Provided text ->

I may someday (probably after I'm retired from teaching) write a nonfiction book about what I feel is the sad state of the future of American education. It wouldn't be research-based, because I've grown sick to my stomach during a career of three-plus decades hearing "Studies show that..." Most of these "studies" about what's best for students are conducted by people who have little to zero experience in the classroom. No, my book will be based on my gut feelings built up from over thirty years with direct experience in the actual classroom. It won't be pretty, which is why I'll wait until after retirement.

One of the problems with American education, as I see it, is athletics. We taxpayers spend lots of state money to send hundreds, if not thousands, of athletes per school to college at our expense (in the major Division I colleges of the NCAA). Now, that is room, board, books, and course tuition. In my humble opinion, these athletes should all be obligated to graduate in four years with a real degree in a real program of study. The reality is that an enormous majority not only do not graduate, but they also are not attending real classes that the rest of us must if we attend these institutions.

I think the rest of the world has it right. If a soccer player in Germany, for example, wants to pursue soccer as a career, he or she will belong to a local club to hone his or her skills while attending a regular proper-tiered school (another topic altogether) for the academic and trade skill purposes. School is for school, and athletics is for athletics.

Data supplied ->
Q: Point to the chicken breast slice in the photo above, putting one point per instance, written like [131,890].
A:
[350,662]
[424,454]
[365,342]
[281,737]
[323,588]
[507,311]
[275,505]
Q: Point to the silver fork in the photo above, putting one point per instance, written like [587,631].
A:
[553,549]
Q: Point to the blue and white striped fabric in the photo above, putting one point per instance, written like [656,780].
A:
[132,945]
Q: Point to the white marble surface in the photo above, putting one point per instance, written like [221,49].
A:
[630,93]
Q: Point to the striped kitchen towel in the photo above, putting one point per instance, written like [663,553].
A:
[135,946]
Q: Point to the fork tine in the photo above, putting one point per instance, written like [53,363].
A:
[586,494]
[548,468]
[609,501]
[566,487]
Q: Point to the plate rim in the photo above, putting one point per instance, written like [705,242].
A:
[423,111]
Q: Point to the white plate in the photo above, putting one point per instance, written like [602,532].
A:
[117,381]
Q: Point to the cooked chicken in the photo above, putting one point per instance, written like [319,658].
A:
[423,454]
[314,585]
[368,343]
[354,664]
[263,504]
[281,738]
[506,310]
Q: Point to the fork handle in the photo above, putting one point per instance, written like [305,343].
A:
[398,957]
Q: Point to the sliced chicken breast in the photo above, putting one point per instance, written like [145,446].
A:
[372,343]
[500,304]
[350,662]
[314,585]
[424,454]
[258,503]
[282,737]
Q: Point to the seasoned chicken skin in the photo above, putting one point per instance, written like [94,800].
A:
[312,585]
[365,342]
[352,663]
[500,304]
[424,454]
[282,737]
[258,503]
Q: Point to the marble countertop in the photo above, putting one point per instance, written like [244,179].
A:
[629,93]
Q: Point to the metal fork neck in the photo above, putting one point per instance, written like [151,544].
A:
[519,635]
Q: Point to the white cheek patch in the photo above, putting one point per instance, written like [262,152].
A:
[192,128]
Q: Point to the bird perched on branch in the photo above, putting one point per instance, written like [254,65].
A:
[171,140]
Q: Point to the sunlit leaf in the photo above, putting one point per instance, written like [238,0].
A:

Job 1 ->
From the passage about American education, reproduce word for word the part that opens with the words containing "I think the" and closes with "is for athletics.".
Job 2 ->
In the passage about American education, why does the writer say the planned book would not be research-based? Answer in one to three sentences.
Job 3 ->
Continue the passage about American education, starting after its last sentence.

Task response 1 ->
I think the rest of the world has it right. If a soccer player in Germany, for example, wants to pursue soccer as a career, he or she will belong to a local club to hone his or her skills while attending a regular proper-tiered school (another topic altogether) for the academic and trade skill purposes. School is for school, and athletics is for athletics.

Task response 2 ->
The writer has grown sick of hearing "Studies show that..." over a career of more than three decades. Most of those studies are done by people with little to zero classroom experience, so the book would rest on the writer's gut feelings from over thirty years of direct classroom experience instead.

Task response 3 ->
In the U.S., if a boy is gifted at stuffing a round ball into a hoop or running fast with an oblong ball, he is treated as a demigod while being allowed to treat his teachers and fellow classmates like shit. He is rewarded for being an asshole because he scores points in the name of the dear ol' alma mater, and he doesn't even know--nor ever will--the meaning of those Latin words. He can't name a novel he enjoyed reading, he was no sense of wonder about the workings of the universe or the biodiversity of his own planet. None of that shit matters, " 'cause I got game!"

I bring this up because today my Facebook newsfeed is full of postings by fellow "educators" who are proud of Alabama ("Roll Tide!") for its accomplishment in the Orange Bowl while I'm wondering how many novels or scientific discoveries will come from those who revel in that accomplishment. On the other hand, there are those "educators" who are so obsessed with the "undeserving" place that Notre Dame was given in the college football playoff game. Does it matter? Fuck no.

If America took sports out of the schools, the schools would improve eventually. And don't even tell me that doing so would take the incentive away from the impoverished (mostly minorities) for attending school. If school is so damned important to them, they should pay attention in classes, find books that they can cherish for life, and become productive citizens who will pass on their love for learning to their children. Instead, they dream of becoming stars on the court and field who influence other young people to be assholes in the classroom while starring on the court and field.

Roll Crap!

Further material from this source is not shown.